» What the task requires
Pick out every line of the data below that contains the word "marking", matching case exactly, and copy each such line in full.

» Data in this exercise

***

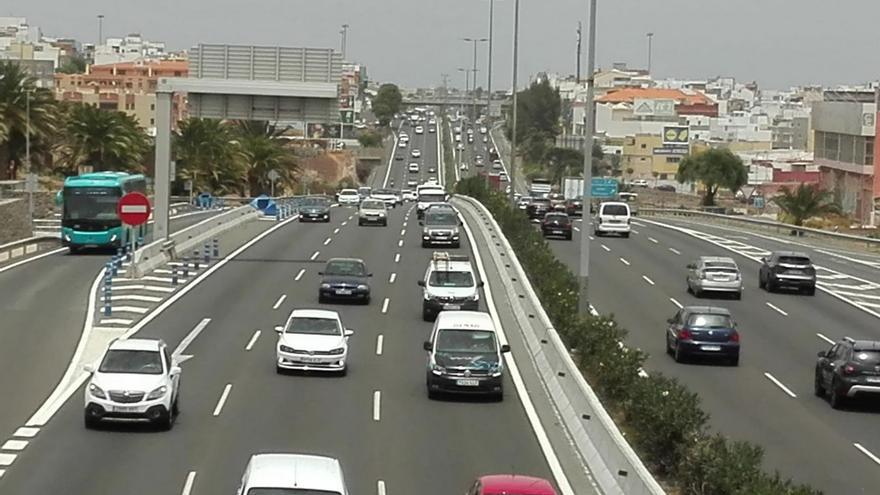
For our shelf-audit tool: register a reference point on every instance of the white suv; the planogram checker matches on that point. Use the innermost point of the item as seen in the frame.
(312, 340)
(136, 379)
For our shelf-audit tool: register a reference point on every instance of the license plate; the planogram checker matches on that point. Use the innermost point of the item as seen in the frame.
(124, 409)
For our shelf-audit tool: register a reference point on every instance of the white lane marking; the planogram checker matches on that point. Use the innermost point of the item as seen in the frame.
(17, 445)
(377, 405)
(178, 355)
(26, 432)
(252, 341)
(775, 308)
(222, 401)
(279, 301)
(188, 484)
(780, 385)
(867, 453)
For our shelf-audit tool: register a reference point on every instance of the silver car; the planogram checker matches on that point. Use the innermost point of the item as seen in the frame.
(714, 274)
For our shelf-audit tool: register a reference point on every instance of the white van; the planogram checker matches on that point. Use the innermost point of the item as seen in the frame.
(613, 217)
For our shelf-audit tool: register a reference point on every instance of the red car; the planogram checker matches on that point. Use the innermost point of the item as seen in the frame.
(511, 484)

***

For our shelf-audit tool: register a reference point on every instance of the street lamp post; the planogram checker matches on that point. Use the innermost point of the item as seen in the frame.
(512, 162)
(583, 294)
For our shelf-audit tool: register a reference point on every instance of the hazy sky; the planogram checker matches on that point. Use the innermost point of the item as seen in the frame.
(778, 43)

***

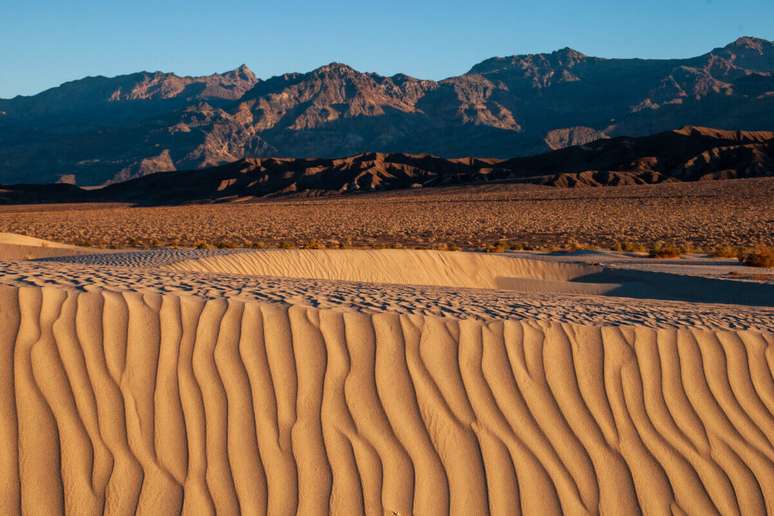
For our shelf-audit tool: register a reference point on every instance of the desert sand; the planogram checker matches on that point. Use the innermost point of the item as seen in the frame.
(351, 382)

***

» Result of the exercise
For our shelf-audit tool: register a reference point on every instance of the white lane marking; the planogram checker matches on that point. Use the innermost point of the item as seen in the frame.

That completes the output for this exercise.